THE DATA section start

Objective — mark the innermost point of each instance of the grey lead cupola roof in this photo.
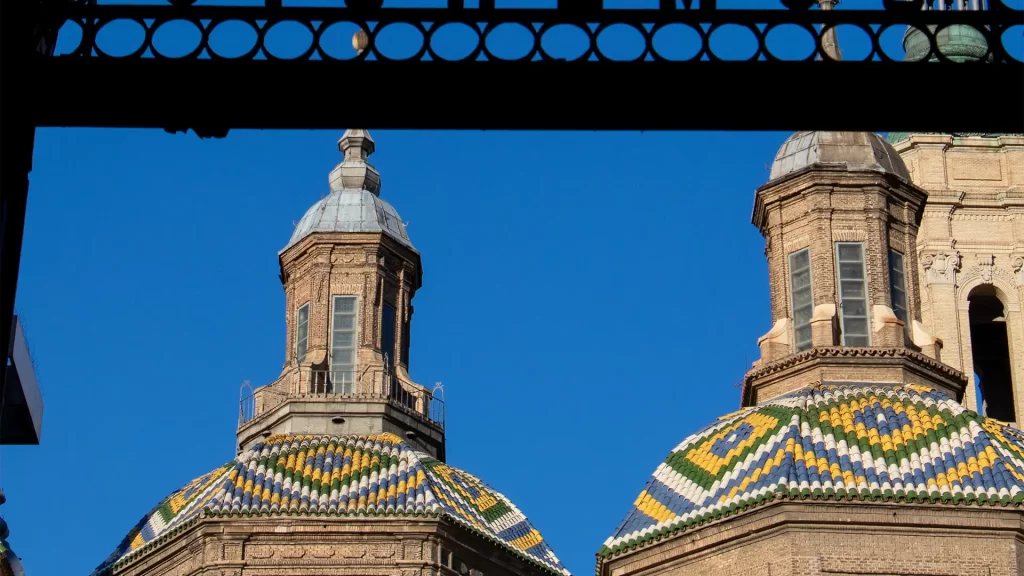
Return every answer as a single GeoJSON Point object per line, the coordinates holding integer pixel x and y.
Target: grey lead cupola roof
{"type": "Point", "coordinates": [855, 151]}
{"type": "Point", "coordinates": [353, 204]}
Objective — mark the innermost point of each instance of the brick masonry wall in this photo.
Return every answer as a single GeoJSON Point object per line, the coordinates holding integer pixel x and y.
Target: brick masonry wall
{"type": "Point", "coordinates": [972, 236]}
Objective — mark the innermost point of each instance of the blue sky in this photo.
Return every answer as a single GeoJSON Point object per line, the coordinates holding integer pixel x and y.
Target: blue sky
{"type": "Point", "coordinates": [589, 299]}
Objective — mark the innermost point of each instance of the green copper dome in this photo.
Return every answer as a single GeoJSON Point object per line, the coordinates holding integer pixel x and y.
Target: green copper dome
{"type": "Point", "coordinates": [957, 42]}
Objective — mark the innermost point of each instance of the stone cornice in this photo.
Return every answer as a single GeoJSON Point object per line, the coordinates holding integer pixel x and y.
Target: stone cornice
{"type": "Point", "coordinates": [844, 352]}
{"type": "Point", "coordinates": [838, 178]}
{"type": "Point", "coordinates": [784, 513]}
{"type": "Point", "coordinates": [795, 361]}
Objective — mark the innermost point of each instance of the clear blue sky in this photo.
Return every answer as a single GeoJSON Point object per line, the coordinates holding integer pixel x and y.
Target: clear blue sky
{"type": "Point", "coordinates": [589, 299]}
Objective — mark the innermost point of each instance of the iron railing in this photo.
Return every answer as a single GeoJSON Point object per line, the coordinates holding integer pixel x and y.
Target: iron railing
{"type": "Point", "coordinates": [664, 68]}
{"type": "Point", "coordinates": [307, 382]}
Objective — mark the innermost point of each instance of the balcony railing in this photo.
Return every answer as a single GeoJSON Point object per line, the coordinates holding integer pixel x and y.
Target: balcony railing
{"type": "Point", "coordinates": [313, 383]}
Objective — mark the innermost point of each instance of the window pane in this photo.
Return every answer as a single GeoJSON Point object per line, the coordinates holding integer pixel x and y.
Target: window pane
{"type": "Point", "coordinates": [803, 300]}
{"type": "Point", "coordinates": [855, 326]}
{"type": "Point", "coordinates": [851, 271]}
{"type": "Point", "coordinates": [301, 332]}
{"type": "Point", "coordinates": [851, 340]}
{"type": "Point", "coordinates": [853, 294]}
{"type": "Point", "coordinates": [850, 252]}
{"type": "Point", "coordinates": [852, 288]}
{"type": "Point", "coordinates": [897, 285]}
{"type": "Point", "coordinates": [803, 335]}
{"type": "Point", "coordinates": [801, 280]}
{"type": "Point", "coordinates": [387, 332]}
{"type": "Point", "coordinates": [800, 259]}
{"type": "Point", "coordinates": [343, 341]}
{"type": "Point", "coordinates": [853, 307]}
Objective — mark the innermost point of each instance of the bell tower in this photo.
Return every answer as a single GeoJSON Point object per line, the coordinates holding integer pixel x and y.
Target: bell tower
{"type": "Point", "coordinates": [349, 274]}
{"type": "Point", "coordinates": [840, 216]}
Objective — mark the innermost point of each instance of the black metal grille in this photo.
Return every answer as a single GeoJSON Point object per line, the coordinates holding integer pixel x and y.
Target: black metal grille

THE DATA section end

The lines wanted are those from the start of the material above through the line with "iron railing in this photo.", both included; print them exactly and skip any picture.

Objective — mark the innermost point of each instance of the grey lead cupola roof in this photo.
Return every answer as a single GeoJSON Point object per line, the coordinates holding integer pixel x and y.
Target: grey lead cupola roof
{"type": "Point", "coordinates": [855, 151]}
{"type": "Point", "coordinates": [353, 204]}
Objective — mark the innermost point of each instance of the brick masonry wall in this photo.
Return every answer as a single GeoJSON Point object per line, the coordinates holding integer pixel x and y.
Target: brick masonry wall
{"type": "Point", "coordinates": [972, 236]}
Objective — mark the innermost point of each instance of the blue sky in this photo.
Return every answer as a single GeoJSON Point object per line, the coordinates holding integer pixel x and y.
Target: blue sky
{"type": "Point", "coordinates": [589, 299]}
Objective — mark the innermost point of each instance of the green copper dome in this photo.
Return every answer as a single GeoJSON Point object per line, the coordinates holding integer pixel x and y.
Target: green copper dome
{"type": "Point", "coordinates": [957, 42]}
Objective — mark the innermost point of each instance of the stone cornice in this photo.
Return every answer as a single GeoJSON Point object per line, the coordinates holding integer pixel x and y.
Target: stone cornice
{"type": "Point", "coordinates": [844, 352]}
{"type": "Point", "coordinates": [838, 178]}
{"type": "Point", "coordinates": [784, 513]}
{"type": "Point", "coordinates": [795, 361]}
Objective — mark the innermost point of each instance of the clear blue sky in this photo.
Return every answer as a single GeoJSON Point object per line, the coordinates holding integer pixel x and y.
Target: clear blue sky
{"type": "Point", "coordinates": [589, 299]}
Objective — mark the innermost point of each instance of the iron railing in this photo.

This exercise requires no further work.